• _Given request A_
Could you condense the paragraph beginning "It's hardly a secret" in the excerpt on John Kerry and Iran into a short bulleted list that keeps its main facts?

• _Selected extract_
## Start
Former Senior Fellow

Why is John Kerry eager to provide Iran with more economic benefits by publicly declaring the Iranians may actually deserve more relief? Why did the secretary of state tell Charlie Rose that the United States and Iran want the same thing when it comes to ending the war in Syria? Why does America’s top diplomat give Iran a pass on its ballistic missile tests, even though they violate U.N. Security Council resolutions? Why? Because Kerry hearts Mohammad Javad Zarif, the Iranian foreign minister.

It's hardly a secret that Kerry has a man crush on his Iranian counterpart. Even the head of the Senate Foreign Relations Committee intimated as much last week when he described the White House's waltz with the clerical regime in Tehran: "There are some people who are invested in this and have developed relationships and I think are trying to bend this in a way that will benefit Iran," said Sen. Bob Corker.
## End
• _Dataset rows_
## Start
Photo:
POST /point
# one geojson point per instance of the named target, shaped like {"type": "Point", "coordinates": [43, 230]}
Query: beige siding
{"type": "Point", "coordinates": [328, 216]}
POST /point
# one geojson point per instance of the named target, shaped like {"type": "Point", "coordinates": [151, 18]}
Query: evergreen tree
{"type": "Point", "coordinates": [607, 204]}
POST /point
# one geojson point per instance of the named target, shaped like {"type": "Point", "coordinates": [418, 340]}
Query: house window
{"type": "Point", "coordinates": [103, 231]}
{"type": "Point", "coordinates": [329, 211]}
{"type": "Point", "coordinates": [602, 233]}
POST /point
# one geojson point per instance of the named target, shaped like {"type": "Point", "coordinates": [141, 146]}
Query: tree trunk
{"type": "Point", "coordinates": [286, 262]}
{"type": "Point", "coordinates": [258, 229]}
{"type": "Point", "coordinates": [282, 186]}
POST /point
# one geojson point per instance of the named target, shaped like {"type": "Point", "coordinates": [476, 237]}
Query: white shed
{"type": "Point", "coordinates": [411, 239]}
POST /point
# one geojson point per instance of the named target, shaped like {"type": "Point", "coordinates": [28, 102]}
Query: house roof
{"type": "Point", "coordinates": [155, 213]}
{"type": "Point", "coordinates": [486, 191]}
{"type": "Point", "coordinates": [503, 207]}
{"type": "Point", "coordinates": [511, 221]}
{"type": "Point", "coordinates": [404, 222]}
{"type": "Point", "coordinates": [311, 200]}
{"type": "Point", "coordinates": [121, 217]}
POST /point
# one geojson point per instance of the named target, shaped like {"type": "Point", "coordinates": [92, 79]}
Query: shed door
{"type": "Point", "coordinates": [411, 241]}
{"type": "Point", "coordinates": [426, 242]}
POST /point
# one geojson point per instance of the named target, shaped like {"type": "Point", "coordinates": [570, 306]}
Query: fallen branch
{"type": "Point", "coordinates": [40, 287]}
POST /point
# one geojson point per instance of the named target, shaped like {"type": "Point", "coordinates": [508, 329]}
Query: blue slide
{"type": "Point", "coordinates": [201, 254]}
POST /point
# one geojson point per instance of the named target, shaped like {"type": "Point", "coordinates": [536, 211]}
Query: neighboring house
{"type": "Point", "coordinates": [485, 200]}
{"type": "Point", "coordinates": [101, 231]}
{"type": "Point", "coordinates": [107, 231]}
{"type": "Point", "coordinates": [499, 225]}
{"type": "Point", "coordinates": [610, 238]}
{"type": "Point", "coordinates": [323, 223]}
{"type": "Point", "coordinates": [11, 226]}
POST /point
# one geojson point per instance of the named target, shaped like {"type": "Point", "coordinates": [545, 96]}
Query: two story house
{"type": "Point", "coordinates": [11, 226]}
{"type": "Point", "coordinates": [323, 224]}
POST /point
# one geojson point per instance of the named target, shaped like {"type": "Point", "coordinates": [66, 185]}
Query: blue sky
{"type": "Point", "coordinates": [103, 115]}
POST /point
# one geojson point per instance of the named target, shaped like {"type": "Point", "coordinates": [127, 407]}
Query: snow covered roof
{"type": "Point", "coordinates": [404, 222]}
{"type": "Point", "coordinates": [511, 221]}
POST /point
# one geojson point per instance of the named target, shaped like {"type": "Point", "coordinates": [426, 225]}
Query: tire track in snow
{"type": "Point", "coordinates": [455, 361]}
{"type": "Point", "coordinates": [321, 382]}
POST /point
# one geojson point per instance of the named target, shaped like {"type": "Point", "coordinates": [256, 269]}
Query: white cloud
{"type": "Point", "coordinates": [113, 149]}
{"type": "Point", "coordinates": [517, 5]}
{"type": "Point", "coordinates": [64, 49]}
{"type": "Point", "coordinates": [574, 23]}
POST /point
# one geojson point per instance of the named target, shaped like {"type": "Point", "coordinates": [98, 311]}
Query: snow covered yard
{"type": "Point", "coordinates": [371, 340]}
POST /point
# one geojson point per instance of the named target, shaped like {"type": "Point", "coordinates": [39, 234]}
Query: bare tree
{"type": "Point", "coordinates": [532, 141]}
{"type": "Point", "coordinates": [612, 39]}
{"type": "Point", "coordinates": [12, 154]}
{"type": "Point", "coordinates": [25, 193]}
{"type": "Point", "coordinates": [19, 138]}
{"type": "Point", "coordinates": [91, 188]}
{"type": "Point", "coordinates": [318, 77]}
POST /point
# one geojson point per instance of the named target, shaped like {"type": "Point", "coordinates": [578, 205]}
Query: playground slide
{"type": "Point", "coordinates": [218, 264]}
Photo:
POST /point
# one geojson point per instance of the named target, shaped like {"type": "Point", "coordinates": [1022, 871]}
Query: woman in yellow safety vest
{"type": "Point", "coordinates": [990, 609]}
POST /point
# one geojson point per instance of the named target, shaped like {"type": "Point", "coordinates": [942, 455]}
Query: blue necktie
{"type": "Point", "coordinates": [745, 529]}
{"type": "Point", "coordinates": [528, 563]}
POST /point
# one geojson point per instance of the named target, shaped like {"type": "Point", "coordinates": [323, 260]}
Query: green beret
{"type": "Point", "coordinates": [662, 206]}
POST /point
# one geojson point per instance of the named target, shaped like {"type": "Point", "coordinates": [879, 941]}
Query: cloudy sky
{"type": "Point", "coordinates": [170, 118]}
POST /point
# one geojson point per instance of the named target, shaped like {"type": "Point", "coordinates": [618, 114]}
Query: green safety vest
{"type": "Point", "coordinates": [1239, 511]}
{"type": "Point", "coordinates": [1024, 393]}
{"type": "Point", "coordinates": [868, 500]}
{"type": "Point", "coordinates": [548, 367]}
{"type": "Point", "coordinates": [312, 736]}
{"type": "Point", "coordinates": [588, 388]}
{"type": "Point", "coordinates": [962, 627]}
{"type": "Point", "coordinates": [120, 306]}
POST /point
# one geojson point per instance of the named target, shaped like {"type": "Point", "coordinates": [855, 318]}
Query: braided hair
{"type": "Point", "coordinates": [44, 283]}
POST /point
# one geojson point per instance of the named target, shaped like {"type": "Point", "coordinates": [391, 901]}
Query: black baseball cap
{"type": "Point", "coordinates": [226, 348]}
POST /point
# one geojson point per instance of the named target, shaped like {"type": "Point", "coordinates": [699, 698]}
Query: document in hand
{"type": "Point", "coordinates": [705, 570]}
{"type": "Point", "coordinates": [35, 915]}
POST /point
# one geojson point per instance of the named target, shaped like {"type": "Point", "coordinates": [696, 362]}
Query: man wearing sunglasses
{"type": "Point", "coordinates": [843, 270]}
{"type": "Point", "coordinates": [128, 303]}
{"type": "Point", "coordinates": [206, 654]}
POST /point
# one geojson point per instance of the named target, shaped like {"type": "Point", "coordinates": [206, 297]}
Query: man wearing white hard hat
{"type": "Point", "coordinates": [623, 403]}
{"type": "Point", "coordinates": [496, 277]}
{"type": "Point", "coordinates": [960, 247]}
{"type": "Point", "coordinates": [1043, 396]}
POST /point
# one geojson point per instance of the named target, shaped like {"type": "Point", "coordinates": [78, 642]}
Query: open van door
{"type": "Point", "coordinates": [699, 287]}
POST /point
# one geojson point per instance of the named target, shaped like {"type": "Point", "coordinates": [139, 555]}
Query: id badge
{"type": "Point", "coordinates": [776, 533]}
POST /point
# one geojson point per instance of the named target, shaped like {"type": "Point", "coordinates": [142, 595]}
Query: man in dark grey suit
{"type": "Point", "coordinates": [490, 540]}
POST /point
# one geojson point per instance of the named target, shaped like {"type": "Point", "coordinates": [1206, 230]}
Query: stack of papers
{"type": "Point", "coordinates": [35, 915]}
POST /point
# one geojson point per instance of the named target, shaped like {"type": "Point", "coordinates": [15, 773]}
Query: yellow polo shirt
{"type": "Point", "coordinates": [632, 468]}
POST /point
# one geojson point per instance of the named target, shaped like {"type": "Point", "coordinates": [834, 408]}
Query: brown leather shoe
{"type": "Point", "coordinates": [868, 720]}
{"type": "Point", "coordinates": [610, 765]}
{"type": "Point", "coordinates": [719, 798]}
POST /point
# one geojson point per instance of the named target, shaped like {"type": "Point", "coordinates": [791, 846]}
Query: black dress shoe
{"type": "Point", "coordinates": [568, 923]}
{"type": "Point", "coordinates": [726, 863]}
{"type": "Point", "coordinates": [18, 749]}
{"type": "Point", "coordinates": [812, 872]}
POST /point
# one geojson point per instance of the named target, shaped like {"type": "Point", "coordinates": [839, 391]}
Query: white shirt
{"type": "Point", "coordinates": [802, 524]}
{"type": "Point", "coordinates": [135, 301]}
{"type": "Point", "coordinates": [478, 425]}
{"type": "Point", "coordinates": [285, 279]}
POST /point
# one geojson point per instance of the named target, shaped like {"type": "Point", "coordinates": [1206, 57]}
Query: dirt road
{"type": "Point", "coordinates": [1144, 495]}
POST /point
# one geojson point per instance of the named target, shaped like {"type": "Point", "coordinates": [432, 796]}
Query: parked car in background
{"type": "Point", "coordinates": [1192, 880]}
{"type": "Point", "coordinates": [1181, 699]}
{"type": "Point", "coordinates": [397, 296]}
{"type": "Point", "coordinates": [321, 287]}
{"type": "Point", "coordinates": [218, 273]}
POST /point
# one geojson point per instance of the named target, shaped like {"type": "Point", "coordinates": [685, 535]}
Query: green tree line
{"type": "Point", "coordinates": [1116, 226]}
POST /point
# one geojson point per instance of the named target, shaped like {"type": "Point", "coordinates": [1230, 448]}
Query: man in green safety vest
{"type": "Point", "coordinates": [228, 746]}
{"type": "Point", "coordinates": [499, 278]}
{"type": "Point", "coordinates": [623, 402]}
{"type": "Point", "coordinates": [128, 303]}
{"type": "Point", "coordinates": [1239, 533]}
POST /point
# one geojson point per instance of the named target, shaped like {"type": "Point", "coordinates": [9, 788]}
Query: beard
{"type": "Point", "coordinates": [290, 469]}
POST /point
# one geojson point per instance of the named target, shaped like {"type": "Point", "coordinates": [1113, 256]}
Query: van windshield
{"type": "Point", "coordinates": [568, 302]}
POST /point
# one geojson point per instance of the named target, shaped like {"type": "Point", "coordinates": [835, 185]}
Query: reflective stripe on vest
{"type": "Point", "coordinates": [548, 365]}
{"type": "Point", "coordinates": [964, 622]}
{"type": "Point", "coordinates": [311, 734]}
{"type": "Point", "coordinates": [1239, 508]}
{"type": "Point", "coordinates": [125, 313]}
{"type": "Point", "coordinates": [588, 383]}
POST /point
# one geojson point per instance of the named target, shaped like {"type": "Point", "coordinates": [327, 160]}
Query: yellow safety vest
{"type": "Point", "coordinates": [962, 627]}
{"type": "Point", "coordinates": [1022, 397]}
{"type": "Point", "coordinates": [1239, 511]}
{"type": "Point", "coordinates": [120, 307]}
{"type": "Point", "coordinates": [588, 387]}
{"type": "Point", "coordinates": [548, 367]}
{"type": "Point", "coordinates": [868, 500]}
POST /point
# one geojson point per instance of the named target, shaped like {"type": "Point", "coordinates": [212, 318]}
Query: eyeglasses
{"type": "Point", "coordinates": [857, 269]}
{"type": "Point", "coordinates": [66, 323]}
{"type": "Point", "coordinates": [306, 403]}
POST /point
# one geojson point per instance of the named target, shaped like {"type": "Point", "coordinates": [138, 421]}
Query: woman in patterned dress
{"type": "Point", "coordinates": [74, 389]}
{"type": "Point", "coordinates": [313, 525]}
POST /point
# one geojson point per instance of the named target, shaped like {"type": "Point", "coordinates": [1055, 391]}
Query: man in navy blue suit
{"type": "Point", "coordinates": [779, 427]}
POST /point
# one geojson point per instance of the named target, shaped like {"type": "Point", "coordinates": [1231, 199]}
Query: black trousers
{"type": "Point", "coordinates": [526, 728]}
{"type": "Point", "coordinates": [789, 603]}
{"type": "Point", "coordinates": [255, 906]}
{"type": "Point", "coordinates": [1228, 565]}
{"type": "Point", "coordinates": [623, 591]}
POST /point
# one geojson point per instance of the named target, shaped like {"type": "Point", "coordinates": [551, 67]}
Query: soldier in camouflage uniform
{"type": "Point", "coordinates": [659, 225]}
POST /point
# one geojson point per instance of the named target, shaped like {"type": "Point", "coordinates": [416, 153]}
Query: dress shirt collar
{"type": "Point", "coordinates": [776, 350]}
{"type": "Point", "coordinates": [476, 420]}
## End
• _Given request B_
Which lines in the records contain the word "blue"? Report each such line in full, treating case as significant.

• _Exercise output A_
- Kerry's fondness for his Iranian counterpart is hardly a secret.
- Last week, Sen. Bob Corker, head of the Senate Foreign Relations Committee, hinted at this while describing the White House's dealings with the clerical regime in Tehran.
- Corker said some people are invested in this, have developed relationships, and are trying to bend it in a way that will benefit Iran.

• _Exercise output B_
Query: blue slide
Query: blue sky
Query: blue necktie
Query: man in navy blue suit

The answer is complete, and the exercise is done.